# [Record di annotazione delle coordinate]
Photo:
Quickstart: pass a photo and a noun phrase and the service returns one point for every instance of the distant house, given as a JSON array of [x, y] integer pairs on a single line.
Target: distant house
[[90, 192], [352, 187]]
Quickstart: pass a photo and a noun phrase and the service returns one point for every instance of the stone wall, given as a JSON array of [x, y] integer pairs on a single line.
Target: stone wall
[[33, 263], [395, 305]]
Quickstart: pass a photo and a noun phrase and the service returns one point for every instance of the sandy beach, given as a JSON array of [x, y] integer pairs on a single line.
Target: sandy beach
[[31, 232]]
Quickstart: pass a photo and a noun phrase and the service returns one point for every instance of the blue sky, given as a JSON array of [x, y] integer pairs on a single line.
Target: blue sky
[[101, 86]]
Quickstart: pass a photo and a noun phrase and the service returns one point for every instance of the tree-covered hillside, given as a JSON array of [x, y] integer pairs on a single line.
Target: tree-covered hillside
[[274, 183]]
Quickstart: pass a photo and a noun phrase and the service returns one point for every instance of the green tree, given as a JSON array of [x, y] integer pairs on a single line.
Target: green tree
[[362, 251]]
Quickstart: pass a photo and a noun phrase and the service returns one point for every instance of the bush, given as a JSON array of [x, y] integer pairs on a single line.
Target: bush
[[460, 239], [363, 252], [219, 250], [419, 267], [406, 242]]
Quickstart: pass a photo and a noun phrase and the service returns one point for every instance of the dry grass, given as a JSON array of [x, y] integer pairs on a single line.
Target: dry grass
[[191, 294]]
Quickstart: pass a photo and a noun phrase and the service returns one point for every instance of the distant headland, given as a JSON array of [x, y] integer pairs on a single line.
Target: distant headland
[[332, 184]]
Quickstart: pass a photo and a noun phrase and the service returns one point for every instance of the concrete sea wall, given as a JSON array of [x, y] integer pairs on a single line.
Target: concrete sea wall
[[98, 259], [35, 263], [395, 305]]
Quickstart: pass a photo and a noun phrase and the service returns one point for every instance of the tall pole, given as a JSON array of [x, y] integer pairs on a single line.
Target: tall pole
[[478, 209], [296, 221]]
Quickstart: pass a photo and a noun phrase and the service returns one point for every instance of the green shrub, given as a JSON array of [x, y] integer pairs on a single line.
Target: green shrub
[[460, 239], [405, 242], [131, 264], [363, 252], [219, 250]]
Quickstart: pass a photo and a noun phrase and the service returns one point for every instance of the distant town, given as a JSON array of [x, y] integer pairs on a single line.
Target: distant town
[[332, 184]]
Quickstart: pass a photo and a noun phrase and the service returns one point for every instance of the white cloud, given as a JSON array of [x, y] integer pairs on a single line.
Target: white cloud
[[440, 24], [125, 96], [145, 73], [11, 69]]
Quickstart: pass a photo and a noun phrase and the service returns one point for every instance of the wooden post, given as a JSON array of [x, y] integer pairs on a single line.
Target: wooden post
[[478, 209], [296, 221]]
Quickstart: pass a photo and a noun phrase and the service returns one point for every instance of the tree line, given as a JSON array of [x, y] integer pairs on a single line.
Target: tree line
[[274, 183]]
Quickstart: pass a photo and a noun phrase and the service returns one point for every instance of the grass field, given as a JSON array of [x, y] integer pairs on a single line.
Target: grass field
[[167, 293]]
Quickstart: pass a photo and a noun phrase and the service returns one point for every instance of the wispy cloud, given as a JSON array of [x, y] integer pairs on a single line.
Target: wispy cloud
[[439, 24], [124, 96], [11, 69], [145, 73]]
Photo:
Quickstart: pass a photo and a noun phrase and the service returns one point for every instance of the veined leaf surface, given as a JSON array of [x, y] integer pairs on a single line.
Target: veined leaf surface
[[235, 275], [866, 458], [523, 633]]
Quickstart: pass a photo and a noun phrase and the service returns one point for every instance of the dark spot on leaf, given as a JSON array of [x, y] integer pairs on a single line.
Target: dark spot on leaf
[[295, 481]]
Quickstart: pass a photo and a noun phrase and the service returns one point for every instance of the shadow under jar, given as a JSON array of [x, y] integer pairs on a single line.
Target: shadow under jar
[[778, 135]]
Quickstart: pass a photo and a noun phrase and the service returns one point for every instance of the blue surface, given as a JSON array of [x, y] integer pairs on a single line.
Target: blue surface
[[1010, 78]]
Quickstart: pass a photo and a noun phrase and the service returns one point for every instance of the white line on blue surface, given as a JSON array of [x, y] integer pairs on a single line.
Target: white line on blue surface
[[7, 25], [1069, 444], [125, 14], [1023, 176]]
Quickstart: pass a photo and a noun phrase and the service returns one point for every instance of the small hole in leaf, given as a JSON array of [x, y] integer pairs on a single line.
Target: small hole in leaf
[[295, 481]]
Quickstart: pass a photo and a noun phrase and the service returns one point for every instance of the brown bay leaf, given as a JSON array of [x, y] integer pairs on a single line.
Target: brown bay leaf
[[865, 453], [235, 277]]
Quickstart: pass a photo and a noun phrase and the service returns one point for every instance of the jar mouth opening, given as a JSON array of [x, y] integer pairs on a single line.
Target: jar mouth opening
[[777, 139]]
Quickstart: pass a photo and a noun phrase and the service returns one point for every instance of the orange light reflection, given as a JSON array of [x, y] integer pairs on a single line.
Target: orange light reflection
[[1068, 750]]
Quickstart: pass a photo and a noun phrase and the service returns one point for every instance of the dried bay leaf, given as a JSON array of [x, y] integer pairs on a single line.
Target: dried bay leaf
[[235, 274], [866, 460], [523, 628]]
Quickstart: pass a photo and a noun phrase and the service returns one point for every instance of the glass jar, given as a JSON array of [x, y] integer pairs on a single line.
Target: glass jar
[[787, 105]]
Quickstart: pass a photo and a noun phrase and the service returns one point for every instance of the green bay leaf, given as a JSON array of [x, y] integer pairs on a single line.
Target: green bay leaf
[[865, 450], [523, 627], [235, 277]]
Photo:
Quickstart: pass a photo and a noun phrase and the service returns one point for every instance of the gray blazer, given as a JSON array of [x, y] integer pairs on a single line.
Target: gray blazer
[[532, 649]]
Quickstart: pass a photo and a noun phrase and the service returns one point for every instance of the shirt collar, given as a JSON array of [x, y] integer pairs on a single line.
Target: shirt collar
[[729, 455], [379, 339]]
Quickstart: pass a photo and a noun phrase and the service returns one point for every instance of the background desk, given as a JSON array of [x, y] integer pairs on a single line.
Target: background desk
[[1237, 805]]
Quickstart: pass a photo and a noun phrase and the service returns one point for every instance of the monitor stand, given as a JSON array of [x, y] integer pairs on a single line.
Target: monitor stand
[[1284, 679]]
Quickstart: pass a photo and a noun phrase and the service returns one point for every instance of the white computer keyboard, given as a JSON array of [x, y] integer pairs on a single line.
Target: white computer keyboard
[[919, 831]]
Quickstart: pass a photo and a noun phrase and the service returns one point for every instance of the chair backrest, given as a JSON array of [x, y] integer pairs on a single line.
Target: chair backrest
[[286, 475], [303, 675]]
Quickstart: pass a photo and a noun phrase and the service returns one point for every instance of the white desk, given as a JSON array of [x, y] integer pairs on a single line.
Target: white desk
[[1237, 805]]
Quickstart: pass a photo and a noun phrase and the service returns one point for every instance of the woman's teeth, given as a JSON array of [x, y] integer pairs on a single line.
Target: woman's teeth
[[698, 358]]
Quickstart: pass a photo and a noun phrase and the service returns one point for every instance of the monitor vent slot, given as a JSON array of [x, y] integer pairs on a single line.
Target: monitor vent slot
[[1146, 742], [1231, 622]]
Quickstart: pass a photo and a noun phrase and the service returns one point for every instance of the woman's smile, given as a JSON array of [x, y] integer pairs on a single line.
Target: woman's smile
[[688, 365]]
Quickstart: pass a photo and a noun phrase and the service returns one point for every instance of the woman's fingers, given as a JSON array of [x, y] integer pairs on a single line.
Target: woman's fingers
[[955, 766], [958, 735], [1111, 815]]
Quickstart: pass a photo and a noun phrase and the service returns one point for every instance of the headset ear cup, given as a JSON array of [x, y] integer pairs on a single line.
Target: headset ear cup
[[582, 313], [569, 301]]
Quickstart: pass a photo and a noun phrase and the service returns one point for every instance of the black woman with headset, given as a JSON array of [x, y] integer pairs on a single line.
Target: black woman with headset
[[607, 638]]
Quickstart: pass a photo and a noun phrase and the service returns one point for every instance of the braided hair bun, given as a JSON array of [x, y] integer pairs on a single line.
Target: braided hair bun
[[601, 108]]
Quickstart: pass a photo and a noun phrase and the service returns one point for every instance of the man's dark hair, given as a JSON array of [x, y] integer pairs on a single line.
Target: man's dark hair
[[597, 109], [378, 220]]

# [Cosa produrre]
Disponi come lista JSON di stringhe, una per riga e senza righe vuote, tutto il materiale dalla riga che contiene "of the small" fino a quella che contiene "[[235, 274], [866, 460], [523, 628]]", entrambe comprese.

# [Risposta all'esercizio]
[
  "Quickstart: pass a photo and a noun phrase and the service returns one point for every instance of the small hole in leaf, given as a JSON array of [x, y] integer pairs on a single line.",
  "Target: small hole in leaf",
  "[[295, 481]]",
  "Quickstart: pass a photo and a noun phrase and the service returns one point for every instance of the brown bay leaf, given as a JSON array of [x, y] integer pairs on a single line.",
  "Target: brown bay leaf",
  "[[865, 453], [235, 277]]",
  "Quickstart: pass a photo and a noun phrase and the service returns one point for every instance of the jar mouth opening, given as a JSON array of [x, y] integer pairs on a single line.",
  "Target: jar mouth opening",
  "[[777, 139]]",
  "Quickstart: pass a photo and a noun phrase and the service returns one point for every instance of the orange light reflection, given as a JSON array of [x, y] integer pairs on a single line.",
  "Target: orange light reflection",
  "[[1068, 750]]",
  "Quickstart: pass a photo and a noun phrase and the service returns one point for every instance of the dried bay leaf, given as a JSON array of [x, y] integer pairs on a single line.",
  "Target: dried bay leaf",
  "[[235, 274], [866, 460], [523, 628]]"
]